> Quoted text
· · · · · · ·

Using the instructions and worksheet

This document contains a worksheet, instructions, terms explained, example and example worksheet. Print the worksheet out so you can complete it as you go through the instructions. Print out the example worksheet if you want to refer to it as you go through the example.

You will also need a calculator and the ‘holder statements’ that Crown and CMH sent you.

Instructions

The instructions contain four sections. If you chose the ‘standard’ or ‘maximum cash’ consideration (option), you need to complete all four sections. If you chose the ‘maximum share’ option, skip section 2.

Section 1: Details of your PBL shares

If you held more than one parcel of PBL shares before the restructure, enter each parcel on the worksheet in the order you got them, oldest first.

For each parcel fill in the:

  • acquisition date (column 2) (the date you got the shares)
  • number of shares in the parcel (column 3), and
  • cost base (just before the restructure) for the parcel (column 4).

Section 2: Capital gain on the cash received

In this section you work out the tax consequences for the cash amount you received under the restructure. If you did not receive any cash, that is, you chose the maximum share option, ignore this section and go to section 3.

Column 5: How much cash did you receive?

You need to know how much cash you received to work out your capital gain.

Use the following table to work out how much cash you received for each of your parcels of PBL shares:

Option

Cash received

Standard

Column 3 (number of shares) x $3.00

Maximum cash

Column 3 (number of shares) x $15.06249587

Enter the results in column 5.

Column 6: Relevant proportion of cost base

The cost base relating to the cash you received is a percentage or proportion of the cost base of your PBL shares, which we refer to as the relevant proportion.

Work out the relevant proportion of the cost base for each parcel, using the table below:

Option:

Relevant proportion:

Standard

Column 4 (cost base of parcel) x 14.57%

Maximum cash

Column 4 (cost base of parcel) x 73.15%

Enter the results in column 6.

Column 7: What is your capital gain?

Your capital gain is the difference between the cash you received for your PBL shares (amount in column 5) and the ‘relevant proportion’ of the cost base of those shares (amount in column 6).

    Column 5 (cash amount received) – column 6 (cost base for cash received)

Attention icon

If the result is zero or negative you have not made a capital gain and cannot use this document. For that parcel you should use PBL restructure (2007): Not choosing rollover

Enter the results in column 7.

Attention icon

You must include this capital gain when working out your net capital gain or capital loss for your 2007–08 income tax return.

Column 8: CGT discount

You can treat any capital gain you made from disposing of your PBL shares as a 'discounted capital gain' provided that you:

  • were an individual, complying superannuation entity or eligible trust
  • worked out the capital gain using a cost base that had been worked out without reference to indexation at any time, and
  • had owned your PBL shares for at least 12 months before the date of disposal or compulsory acquisition (that is, you acquired them on or before 9 December 2006).

· · · · · · ·

> Stated goal A
Convert the records into a Markdown table with the columns Row and Line, starting at the line that contains "truck bumper, which" and ending at the last line of the records. Leave out blank lines.

> Provided data
· · · · · · ·

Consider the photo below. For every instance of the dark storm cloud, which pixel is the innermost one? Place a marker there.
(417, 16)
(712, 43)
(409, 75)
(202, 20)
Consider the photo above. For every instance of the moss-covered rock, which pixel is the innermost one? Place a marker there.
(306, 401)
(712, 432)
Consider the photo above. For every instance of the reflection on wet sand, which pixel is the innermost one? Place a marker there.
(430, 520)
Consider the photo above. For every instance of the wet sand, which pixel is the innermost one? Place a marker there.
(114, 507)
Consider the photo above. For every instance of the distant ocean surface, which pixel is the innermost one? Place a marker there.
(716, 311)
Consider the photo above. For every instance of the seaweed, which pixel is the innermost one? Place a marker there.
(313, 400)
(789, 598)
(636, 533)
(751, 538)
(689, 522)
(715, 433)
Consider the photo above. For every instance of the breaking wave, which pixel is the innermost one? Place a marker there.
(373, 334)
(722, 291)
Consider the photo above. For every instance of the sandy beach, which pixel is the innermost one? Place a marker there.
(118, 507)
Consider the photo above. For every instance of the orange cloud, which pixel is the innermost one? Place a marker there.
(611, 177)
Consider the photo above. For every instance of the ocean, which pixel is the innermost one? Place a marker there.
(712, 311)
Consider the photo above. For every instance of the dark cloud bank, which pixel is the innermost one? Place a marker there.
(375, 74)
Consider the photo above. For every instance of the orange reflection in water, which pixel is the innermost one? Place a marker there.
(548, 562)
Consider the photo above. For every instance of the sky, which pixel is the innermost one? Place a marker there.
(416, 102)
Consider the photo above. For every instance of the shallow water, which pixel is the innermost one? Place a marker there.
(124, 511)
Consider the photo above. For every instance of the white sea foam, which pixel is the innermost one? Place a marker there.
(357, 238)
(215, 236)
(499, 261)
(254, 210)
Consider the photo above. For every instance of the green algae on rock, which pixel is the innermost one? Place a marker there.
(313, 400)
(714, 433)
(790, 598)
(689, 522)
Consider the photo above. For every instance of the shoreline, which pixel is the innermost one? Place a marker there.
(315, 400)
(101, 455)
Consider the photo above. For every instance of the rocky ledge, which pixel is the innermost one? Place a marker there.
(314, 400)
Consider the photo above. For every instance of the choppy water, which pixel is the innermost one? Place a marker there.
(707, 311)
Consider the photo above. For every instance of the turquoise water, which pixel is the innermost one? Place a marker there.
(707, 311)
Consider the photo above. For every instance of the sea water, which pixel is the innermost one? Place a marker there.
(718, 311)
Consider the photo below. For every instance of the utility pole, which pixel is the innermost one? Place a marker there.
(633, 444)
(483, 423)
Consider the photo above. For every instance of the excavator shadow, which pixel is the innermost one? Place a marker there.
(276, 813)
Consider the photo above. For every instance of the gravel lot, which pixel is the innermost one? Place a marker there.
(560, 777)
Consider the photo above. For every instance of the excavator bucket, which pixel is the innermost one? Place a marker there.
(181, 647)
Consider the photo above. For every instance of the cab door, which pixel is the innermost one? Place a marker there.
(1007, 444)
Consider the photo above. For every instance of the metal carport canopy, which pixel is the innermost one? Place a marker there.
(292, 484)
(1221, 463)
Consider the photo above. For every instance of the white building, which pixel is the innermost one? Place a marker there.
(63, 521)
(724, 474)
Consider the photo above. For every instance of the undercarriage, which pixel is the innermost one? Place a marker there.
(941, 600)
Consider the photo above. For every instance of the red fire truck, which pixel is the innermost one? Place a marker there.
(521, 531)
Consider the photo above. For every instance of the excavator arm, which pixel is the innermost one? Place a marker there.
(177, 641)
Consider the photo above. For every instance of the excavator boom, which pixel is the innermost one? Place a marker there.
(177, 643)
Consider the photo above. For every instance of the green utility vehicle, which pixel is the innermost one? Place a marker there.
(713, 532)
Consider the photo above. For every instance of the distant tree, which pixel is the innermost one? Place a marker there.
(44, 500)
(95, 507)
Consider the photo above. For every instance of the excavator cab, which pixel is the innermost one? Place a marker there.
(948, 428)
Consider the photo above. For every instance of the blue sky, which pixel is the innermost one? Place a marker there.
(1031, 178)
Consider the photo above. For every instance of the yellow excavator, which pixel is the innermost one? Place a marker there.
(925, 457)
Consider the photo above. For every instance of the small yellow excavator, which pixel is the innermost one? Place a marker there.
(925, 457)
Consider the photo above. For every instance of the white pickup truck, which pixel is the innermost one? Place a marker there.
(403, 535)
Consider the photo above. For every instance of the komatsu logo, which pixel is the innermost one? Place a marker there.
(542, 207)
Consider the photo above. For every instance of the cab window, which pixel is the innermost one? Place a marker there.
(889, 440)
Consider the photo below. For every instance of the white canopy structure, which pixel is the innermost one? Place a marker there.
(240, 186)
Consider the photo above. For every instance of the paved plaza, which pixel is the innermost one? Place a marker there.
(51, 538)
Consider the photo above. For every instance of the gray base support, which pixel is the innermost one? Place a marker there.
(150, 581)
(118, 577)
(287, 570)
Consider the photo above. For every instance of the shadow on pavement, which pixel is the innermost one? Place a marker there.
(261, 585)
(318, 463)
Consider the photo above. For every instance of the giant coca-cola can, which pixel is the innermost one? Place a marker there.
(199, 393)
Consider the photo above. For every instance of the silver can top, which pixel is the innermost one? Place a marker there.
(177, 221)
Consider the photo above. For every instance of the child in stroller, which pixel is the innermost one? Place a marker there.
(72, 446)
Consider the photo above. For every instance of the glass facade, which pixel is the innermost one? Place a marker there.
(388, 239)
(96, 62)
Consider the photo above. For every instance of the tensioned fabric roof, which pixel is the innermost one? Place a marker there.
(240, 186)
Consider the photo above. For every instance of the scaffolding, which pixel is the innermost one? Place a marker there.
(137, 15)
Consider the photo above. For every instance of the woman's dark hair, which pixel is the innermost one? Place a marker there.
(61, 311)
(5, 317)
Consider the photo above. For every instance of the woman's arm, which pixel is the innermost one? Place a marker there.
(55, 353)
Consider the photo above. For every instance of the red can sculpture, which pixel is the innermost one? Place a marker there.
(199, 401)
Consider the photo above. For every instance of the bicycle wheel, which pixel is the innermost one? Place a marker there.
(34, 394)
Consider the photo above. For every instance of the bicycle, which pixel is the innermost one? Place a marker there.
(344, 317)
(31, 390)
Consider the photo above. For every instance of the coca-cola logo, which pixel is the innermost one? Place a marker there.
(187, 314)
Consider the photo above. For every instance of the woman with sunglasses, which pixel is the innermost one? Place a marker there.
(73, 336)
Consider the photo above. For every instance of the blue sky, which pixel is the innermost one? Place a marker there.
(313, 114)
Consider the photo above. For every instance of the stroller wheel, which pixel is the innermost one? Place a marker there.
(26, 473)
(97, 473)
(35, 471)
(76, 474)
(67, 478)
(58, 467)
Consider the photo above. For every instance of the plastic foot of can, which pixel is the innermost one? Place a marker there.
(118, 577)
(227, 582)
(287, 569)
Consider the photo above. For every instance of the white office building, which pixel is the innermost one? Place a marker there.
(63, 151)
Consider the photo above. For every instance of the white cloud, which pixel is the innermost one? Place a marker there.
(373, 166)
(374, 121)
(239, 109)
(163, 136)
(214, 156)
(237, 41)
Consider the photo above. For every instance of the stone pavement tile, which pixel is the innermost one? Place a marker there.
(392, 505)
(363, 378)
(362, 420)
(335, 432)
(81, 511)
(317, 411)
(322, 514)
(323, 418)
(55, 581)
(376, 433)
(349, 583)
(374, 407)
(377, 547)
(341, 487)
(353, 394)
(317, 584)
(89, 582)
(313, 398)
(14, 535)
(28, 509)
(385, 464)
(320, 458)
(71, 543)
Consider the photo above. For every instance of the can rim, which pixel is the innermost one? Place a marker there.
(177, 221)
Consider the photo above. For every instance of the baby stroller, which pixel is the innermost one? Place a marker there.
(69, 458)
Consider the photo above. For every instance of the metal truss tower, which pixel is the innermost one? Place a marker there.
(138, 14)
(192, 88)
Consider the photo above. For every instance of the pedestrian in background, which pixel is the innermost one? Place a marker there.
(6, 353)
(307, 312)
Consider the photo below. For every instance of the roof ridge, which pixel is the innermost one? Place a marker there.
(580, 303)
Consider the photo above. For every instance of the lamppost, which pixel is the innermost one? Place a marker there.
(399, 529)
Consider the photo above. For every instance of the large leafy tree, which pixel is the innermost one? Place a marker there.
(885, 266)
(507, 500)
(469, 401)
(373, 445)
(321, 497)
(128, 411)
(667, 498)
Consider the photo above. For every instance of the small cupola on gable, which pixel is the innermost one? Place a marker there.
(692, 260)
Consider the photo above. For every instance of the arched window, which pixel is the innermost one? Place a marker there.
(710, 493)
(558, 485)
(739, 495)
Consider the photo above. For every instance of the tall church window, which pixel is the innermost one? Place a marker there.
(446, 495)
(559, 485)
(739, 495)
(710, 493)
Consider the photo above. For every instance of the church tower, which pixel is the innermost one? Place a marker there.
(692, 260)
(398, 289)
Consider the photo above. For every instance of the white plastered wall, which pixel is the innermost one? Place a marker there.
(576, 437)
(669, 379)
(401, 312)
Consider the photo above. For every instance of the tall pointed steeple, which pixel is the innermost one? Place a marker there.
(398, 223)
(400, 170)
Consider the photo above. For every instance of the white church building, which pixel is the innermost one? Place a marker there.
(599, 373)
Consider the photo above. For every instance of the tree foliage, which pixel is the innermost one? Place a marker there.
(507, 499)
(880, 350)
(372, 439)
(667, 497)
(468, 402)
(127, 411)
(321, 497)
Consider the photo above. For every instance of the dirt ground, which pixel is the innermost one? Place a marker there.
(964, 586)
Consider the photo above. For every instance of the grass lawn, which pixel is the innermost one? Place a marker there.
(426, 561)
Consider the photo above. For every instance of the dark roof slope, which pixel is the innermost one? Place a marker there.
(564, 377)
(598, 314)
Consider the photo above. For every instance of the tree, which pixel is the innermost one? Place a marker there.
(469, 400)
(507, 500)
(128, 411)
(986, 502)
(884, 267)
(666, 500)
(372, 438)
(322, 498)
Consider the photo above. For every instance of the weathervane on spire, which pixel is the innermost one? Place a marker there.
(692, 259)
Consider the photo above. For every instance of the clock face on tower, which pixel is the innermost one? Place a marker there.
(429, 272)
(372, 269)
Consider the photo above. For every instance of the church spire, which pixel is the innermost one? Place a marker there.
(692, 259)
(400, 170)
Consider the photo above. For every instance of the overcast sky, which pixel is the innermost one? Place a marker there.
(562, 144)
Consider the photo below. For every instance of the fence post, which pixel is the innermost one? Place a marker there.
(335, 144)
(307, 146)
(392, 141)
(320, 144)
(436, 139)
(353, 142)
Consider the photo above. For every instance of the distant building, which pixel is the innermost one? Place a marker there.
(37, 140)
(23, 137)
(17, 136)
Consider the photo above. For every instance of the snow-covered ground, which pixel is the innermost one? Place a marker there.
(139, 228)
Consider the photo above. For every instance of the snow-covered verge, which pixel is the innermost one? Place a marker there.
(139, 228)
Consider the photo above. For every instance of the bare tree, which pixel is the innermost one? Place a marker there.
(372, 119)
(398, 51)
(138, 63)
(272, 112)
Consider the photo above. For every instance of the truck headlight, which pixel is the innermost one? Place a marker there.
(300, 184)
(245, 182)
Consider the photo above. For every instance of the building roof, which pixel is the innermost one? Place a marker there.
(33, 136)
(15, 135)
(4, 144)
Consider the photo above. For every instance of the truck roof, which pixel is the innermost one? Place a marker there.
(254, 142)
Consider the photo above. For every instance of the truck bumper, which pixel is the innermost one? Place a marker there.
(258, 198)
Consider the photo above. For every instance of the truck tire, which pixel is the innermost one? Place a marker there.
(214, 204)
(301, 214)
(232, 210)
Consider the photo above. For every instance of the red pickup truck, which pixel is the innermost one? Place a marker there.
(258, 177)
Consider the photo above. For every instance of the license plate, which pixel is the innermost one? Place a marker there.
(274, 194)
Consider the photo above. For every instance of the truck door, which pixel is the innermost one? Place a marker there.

· · · · · · ·

> Stated goal B
Write out word for word the passage of the PBL restructure instructions starting at "Section 1: Details" and ending at "parcel (column 4).".

> Complete output A
| Row | Line |
|---|---|
| 1 | Consider the photo above. For every instance of the truck bumper, which pixel is the innermost one? Place a marker there. |
| 2 | (258, 198) |
| 3 | Consider the photo above. For every instance of the truck tire, which pixel is the innermost one? Place a marker there. |
| 4 | (214, 204) |
| 5 | (301, 214) |
| 6 | (232, 210) |
| 7 | Consider the photo above. For every instance of the red pickup truck, which pixel is the innermost one? Place a marker there. |
| 8 | (258, 177) |
| 9 | Consider the photo above. For every instance of the license plate, which pixel is the innermost one? Place a marker there. |
| 10 | (274, 194) |
| 11 | Consider the photo above. For every instance of the truck door, which pixel is the innermost one? Place a marker there. |

> Complete output B
Section 1: Details of your PBL shares

If you held more than one parcel of PBL shares before the restructure, enter each parcel on the worksheet in the order you got them, oldest first.

For each parcel fill in the:

  • acquisition date (column 2) (the date you got the shares)
  • number of shares in the parcel (column 3), and
  • cost base (just before the restructure) for the parcel (column 4).